SUPPLIED TEXT -

The inverse of a 2 × 2 matrix

2 The inverse of a 2 $\times$ 2 matrix

In this subsection we show how the inverse of a $2 \times 2$ matrix can be obtained (if it exists).

Task!

Form the matrix products $A B$ and $B A$ where

$A = [\begin{matrix} a & b \\ c & d \end{matrix}] and B = [\begin{matrix} d & - b \\ - c & a \end{matrix}]$

$A B = [\begin{matrix} a d - b c & 0 \\ 0 & a d - b c \end{matrix}] = (a d - b c) [\begin{matrix} 1 & 0 \\ 0 & 1 \end{matrix}] = (a d - b c) I$

$B A = [\begin{matrix} a d - b c & 0 \\ 0 & a d - b c \end{matrix}] = (a d - b c) I$

You will see that had we chosen $C = \frac{1}{a d - b c}$ $[\begin{matrix} d & - b \\ - c & a \end{matrix}]$ instead of $B$ then both products $A C$ and $C A$ will be equal to $I$ . This requires $a d - b c \neq 0$ . Hence this matrix $C$ is the inverse of $A$ . However, note, that if $a d - b c = 0$ then $A$ has no inverse . (Note that for the matrix $A = [\begin{matrix} 1 & 0 \\ 2 & 0 \end{matrix}],$ which occurred in the last task, $a d - b c = 1 \times 0 - 0 \times 2 = 0$ confirming, as we found, that $A$ has no inverse.)

ENTRIES SUPPLIED -
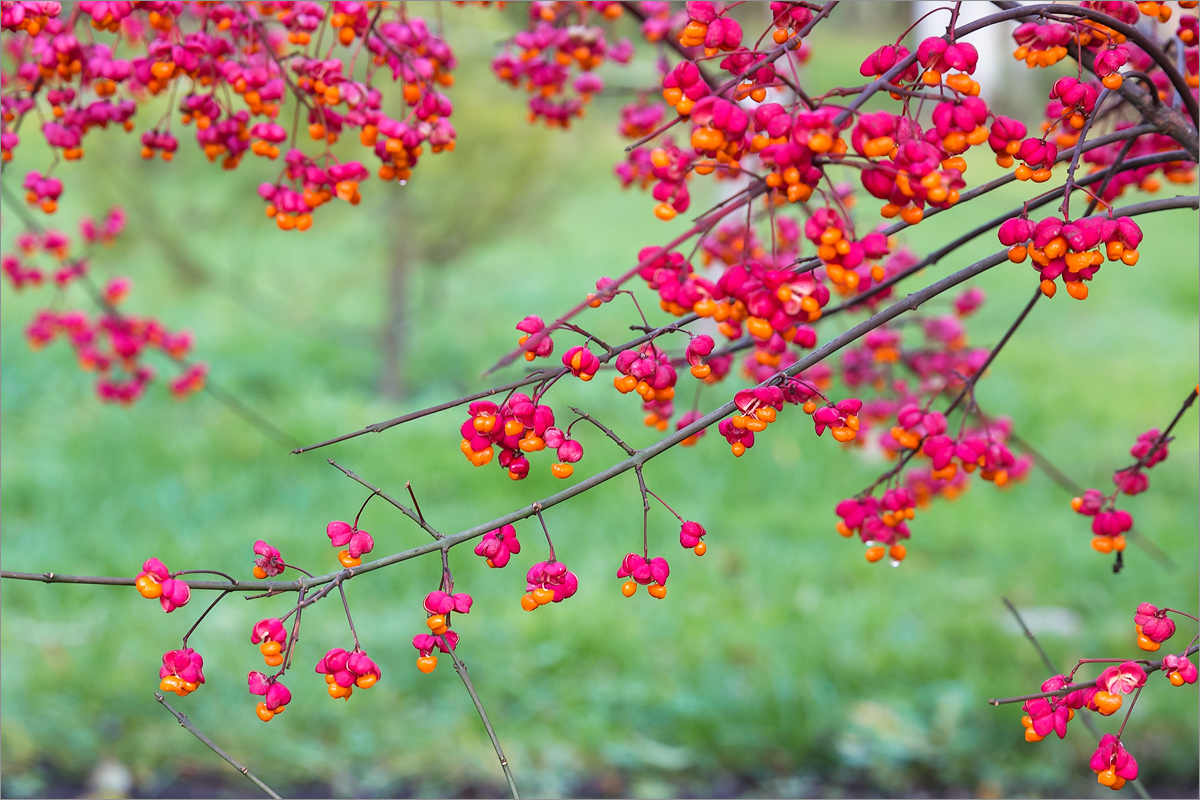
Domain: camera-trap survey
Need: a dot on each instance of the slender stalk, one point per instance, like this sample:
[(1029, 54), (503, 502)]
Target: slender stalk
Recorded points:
[(461, 668), (819, 354), (208, 743), (1086, 716)]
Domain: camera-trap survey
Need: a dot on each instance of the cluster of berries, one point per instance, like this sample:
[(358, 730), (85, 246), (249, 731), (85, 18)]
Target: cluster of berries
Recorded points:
[(155, 582), (1111, 762), (549, 582), (555, 59), (438, 607), (111, 343), (357, 542), (517, 427), (345, 672), (1071, 250), (232, 66)]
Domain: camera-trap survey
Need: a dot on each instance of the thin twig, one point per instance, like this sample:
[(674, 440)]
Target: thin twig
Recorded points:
[(1086, 716), (408, 512), (192, 729), (816, 355), (461, 668)]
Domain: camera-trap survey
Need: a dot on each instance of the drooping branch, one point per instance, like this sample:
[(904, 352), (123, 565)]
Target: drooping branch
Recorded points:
[(208, 743), (907, 304)]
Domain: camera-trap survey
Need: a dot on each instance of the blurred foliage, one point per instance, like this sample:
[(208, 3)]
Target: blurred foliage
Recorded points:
[(780, 665)]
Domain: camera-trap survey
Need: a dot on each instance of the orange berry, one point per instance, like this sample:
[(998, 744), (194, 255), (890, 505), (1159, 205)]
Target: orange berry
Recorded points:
[(1107, 703), (1147, 643), (149, 587)]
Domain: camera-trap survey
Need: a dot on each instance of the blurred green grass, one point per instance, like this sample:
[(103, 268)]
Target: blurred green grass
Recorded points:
[(779, 663)]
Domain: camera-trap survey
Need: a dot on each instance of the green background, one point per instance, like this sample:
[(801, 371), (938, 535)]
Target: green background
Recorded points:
[(781, 663)]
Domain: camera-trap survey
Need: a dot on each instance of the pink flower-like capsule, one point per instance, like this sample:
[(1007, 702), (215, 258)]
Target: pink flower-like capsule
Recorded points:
[(648, 572), (1122, 679), (690, 535), (1179, 669), (1047, 715), (183, 672), (1113, 763), (549, 582), (345, 671), (531, 326), (275, 695), (155, 581), (582, 362), (498, 546), (269, 630), (269, 561), (1153, 626), (343, 534), (643, 570), (441, 602)]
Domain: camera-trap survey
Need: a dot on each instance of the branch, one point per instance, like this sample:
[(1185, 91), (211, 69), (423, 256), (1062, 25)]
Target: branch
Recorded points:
[(461, 668), (191, 728), (909, 304), (1089, 722)]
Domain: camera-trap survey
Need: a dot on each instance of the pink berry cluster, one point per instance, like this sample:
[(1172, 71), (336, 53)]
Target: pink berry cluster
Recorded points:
[(516, 427), (1109, 523), (649, 572), (555, 59), (438, 608), (156, 582), (1063, 695), (111, 343), (229, 67), (357, 542), (347, 671), (1071, 251), (181, 672), (498, 547), (549, 582)]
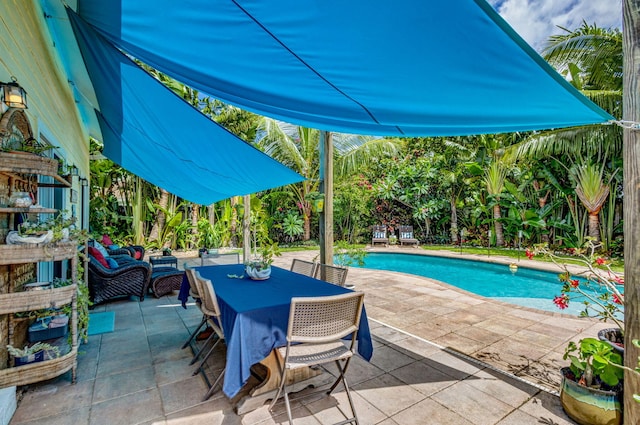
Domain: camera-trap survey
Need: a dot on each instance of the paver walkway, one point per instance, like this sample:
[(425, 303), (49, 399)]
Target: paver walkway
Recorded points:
[(139, 375)]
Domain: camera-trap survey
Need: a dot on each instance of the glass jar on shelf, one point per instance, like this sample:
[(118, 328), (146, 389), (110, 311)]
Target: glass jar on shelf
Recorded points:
[(20, 200)]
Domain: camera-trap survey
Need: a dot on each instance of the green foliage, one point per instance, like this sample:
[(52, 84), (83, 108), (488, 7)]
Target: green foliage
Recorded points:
[(52, 350), (292, 225), (209, 235), (593, 358), (347, 254), (173, 226)]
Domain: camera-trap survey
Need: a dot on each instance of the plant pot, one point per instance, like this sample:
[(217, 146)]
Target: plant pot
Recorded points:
[(31, 358), (589, 406), (614, 337), (318, 205), (255, 274)]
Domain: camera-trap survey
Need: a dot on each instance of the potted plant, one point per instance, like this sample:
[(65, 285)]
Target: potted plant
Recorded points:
[(56, 229), (259, 268), (597, 285), (591, 388), (32, 354)]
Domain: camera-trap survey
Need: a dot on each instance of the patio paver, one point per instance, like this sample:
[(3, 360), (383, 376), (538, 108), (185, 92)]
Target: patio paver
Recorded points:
[(139, 375)]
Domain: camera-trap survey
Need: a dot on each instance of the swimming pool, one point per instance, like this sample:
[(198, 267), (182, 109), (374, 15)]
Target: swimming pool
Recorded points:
[(525, 287)]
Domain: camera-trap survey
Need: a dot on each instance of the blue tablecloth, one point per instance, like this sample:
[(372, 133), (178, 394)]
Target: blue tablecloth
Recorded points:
[(255, 315)]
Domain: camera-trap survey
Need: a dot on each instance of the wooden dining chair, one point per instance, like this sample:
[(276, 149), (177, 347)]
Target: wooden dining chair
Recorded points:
[(332, 274), (193, 292), (210, 308), (304, 267), (314, 337)]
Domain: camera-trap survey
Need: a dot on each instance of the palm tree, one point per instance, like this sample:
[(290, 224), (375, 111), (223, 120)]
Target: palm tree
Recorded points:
[(591, 59), (592, 191), (494, 178), (298, 148)]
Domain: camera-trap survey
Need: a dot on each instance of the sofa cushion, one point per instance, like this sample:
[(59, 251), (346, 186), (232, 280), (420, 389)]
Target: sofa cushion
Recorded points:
[(106, 240), (95, 253)]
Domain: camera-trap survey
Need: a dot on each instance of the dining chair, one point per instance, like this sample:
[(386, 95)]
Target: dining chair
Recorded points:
[(210, 308), (314, 337), (304, 267), (332, 274), (193, 292)]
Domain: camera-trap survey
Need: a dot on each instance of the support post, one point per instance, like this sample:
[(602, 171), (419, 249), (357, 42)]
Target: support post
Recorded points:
[(246, 229), (631, 160), (326, 188)]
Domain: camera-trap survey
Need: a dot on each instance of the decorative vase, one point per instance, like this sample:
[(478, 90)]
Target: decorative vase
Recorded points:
[(613, 337), (31, 358), (14, 238), (258, 274), (589, 406)]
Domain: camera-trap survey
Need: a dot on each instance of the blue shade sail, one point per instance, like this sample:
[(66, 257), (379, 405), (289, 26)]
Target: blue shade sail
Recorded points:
[(153, 133), (412, 68)]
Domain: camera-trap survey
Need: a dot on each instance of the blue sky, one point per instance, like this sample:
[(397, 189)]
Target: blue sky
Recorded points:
[(536, 20)]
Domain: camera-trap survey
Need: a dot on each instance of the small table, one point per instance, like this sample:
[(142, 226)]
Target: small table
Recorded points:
[(165, 280), (163, 260)]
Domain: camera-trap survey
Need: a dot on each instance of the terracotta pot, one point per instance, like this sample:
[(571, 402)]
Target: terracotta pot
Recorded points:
[(589, 406), (31, 358)]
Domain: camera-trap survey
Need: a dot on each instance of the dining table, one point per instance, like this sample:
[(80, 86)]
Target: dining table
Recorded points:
[(254, 315)]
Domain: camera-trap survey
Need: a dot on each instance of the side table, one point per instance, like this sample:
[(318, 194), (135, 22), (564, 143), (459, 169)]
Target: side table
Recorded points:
[(163, 260), (165, 280)]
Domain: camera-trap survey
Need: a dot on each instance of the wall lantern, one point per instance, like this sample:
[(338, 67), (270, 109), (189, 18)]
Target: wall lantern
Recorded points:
[(13, 95)]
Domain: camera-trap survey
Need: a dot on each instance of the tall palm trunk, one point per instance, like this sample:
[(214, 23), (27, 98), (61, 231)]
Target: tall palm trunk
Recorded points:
[(495, 176), (542, 202), (594, 225), (195, 212), (454, 222), (306, 218), (233, 223), (498, 225), (158, 226), (593, 193)]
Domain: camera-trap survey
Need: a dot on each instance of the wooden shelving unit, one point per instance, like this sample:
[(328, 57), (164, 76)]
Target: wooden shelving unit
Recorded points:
[(19, 167)]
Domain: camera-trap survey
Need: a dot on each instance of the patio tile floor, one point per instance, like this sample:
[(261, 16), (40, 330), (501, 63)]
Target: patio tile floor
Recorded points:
[(139, 375)]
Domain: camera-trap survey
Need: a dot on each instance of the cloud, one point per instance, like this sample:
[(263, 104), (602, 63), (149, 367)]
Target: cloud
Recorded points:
[(536, 20)]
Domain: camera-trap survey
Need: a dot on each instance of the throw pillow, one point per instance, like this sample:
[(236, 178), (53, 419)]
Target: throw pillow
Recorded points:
[(106, 240), (95, 253), (101, 248)]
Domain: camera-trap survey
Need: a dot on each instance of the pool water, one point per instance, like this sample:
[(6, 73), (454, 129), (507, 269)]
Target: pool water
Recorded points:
[(525, 287)]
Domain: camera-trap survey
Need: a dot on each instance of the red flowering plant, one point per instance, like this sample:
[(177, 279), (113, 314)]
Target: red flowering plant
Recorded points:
[(598, 287), (593, 283)]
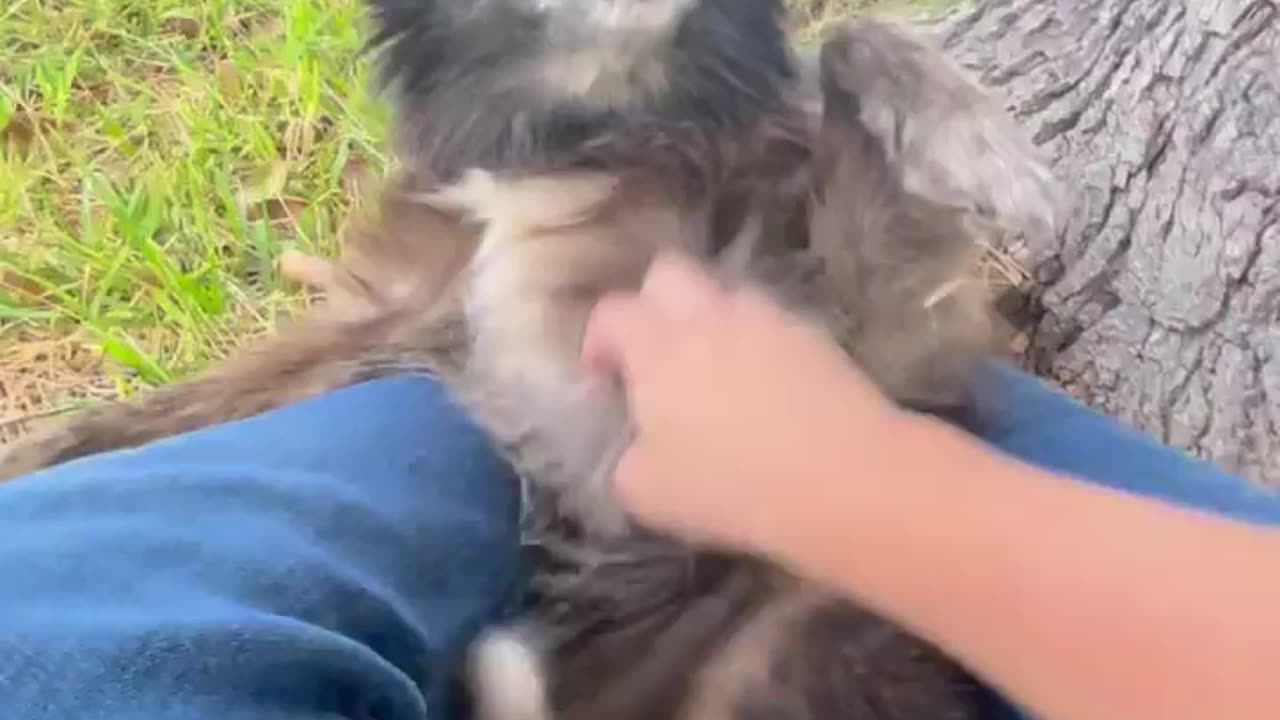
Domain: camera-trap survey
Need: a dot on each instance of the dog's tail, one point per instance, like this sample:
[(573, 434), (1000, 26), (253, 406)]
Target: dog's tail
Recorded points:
[(507, 678)]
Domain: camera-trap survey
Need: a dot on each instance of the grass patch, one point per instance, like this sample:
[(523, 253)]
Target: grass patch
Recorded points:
[(155, 159), (156, 156)]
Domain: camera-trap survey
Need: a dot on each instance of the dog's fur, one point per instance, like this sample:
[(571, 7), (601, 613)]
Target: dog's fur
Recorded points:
[(540, 172)]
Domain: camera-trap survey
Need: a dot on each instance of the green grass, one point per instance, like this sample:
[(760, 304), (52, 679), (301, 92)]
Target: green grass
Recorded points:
[(155, 159), (158, 155)]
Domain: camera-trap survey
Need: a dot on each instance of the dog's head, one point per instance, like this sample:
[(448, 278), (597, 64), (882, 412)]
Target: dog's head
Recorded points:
[(535, 85)]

WORK INSTRUCTIONS -
1. Summarize the text on the inverse of a 2 × 2 matrix in two sentences.
2. Answer these questions using the text on the inverse of a 2 × 2 matrix:
(a) In terms of I, what does the product AB equal?
(b) What condition does the matrix C require?
(c) What value of ad − bc does the text compute for the matrix A = [1 0; 2 0]?
3. Carry on the text on the inverse of a 2 × 2 matrix from its last sentence.
The items have nothing to do with the text on the inverse of a 2 × 2 matrix.

RESULTS IN ORDER -
1. Multiplying A = [a b; c d] by B = [d −b; −c a] in either order gives (ad − bc)I. Scaling B by 1/(ad − bc), which requires ad − bc ≠ 0, gives the inverse of A, and if ad − bc = 0, A has no inverse.

2.
(a) (ad − bc)I
(b) ad − bc ≠ 0
(c) 0

3.
Key Point 8

The Inverse of a 2 $\times$ 2 Matrix

If $a d - b c \neq 0$ then the $2 \times 2$ matrix $A = [\begin{matrix} a & b \\ c & d \end{matrix}]$ has a (unique) inverse given by

A^{- 1} = \frac{1}{a d - b c} [\begin{matrix} d & - b \\ - c & a \end{matrix}]

Note that $a d - b c = |A|$ , the determinant of the matrix $A$ .

In words: To find the inverse of a $2 \times 2$ matrix $A$ we interchange the diagonal elements, change the sign of the other two elements, and then divide by the determinant of $A$ .

Task!

Which of the following matrices has an inverse?

$A = [\begin{matrix} 1 & 0 \\ 2 & 3 \end{matrix}], B = [\begin{matrix} 1 & 1 \\ - 1 & 1 \end{matrix}], C = [\begin{matrix} 1 & - 1 \\ - 2 & 2 \end{matrix}], D = [\begin{matrix} 1 & 0 \\ 0 & 1 \end{matrix}]$

$| A | = 1 \times 3 - 0 \times 2 = 3$ ; $| B | = 1 + 1 = 2;$ $| C | = 2 - 2 = 0;$ $| D | = 1 - 0 = 1.$

Therefore, $A, B$ and $D$ each has an inverse. $C$ does not because it has a zero determinant.

Task!

Find the inverses of the matrices $A, B$ and $D$ in the previous Task.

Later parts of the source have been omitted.